> **ACTIVITY**:
Pick up the Diabetes Blog Week post after its final sentence and keep writing it.

> **GIVEN TEXT**:
Well it’s time for another year of Diabetes Blog Week. This marks the 6th year that Karen from Bittersweet Diabetes has organized this amazing event. It’s also the 3rd time that I've participated in it. As I mentioned last year, I’m a horrible blogger and as evidenced by the fact that the last time I posted was during blog week last year, really inconsistent. Diabetes blog week gives me a great opportunity to write about something I’m passionate about but lets me not have to think of topics (which is the part of writing that I hate J)
Each day, I’ll take on a post idea that someone else has come up with and link my page to the others that have written about the same topic. Please click on the banner above to see all of the info on Diabetes Blog Week including the participant and post list.
In the UK, there was a diabetes blog theme of "I can...” that participants found wonderfully empowering. So lets kick things off this year by looking at the positive side of our lives with diabetes. What have you or your loved one accomplished, despite having diabetes, that you weren't sure you could? Or what have you done that you've been particularly proud of? Or what good thing has diabetes brought into your life? (Thank you to the anonymous person who submitted this topic suggestion.)
It’s hard for me to think of something positive that Diabetes has brought to my life so I think I’m going to focus my post on something that I've accomplished despite having diabetes. I seem to mention it every time I post but the greatest thing that I've been able to do despite having diabetes is give birth to my amazing son.

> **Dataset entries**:
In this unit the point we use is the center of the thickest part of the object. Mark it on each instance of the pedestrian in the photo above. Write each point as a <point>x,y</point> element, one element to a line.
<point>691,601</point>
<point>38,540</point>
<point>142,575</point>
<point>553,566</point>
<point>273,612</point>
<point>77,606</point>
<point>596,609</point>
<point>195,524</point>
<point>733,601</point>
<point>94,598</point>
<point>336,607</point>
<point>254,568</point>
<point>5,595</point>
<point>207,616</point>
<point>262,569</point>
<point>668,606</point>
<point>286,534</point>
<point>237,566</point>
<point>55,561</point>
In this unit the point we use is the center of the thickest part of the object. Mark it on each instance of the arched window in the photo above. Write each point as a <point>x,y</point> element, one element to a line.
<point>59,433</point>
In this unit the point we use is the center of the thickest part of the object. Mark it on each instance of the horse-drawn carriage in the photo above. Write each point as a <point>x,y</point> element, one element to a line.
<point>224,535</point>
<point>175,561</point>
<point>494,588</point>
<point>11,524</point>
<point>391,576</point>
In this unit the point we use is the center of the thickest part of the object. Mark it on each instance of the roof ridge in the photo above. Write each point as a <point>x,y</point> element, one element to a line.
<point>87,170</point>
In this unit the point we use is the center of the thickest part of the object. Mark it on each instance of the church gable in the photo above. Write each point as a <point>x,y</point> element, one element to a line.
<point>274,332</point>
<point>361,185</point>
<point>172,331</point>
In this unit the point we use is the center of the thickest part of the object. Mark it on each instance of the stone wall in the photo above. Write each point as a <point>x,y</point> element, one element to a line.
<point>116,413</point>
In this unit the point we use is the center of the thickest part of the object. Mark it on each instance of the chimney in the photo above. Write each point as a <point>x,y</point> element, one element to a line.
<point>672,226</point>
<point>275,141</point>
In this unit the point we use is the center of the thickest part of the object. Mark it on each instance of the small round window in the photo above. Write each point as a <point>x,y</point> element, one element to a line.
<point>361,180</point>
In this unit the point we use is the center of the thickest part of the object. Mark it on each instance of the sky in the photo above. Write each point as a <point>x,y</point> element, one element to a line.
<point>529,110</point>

> **RESPONSE AREA**:
I was diagnosed with type 1 in my early 20’s. At the time I wasn't really interested in having kids so it wasn't one of the first things that popped into my head when the Doctor told me what was wrong with me. I was more concerned with the fact that I couldn't just go out with friends, eat a pizza and drink till I had a happy buzz. I actually had to start planning out my food and reduce the amount of carbs I was eating.
It wasn't until I told my mom what the doctor had said that she brought up having kids. When I went in for my first appointment with the endocrinologist, she explained that it wasn't impossible but that like food, it would take a lot of planning and that the risks for something being wrong with the child were a lot higher due to the increased blood sugars.
And boy was she right. It took me two years to get my A1C’s to the right place to consider trying for a baby. It was also recommended to change from being on Lantus (a long acting insulin) because it hadn't had a lot of testing on pregnant women to going onto an insulin pump. Once I did get pregnant, the control that I had to have with my food and testing was amplified by what felt like a million. I had to go for appointments every week between my endocrinologist, obstetrician, non-stress tests, prenatal echo-cardiograms, ultrasounds, dietitians, diabetic educators, and the list goes on.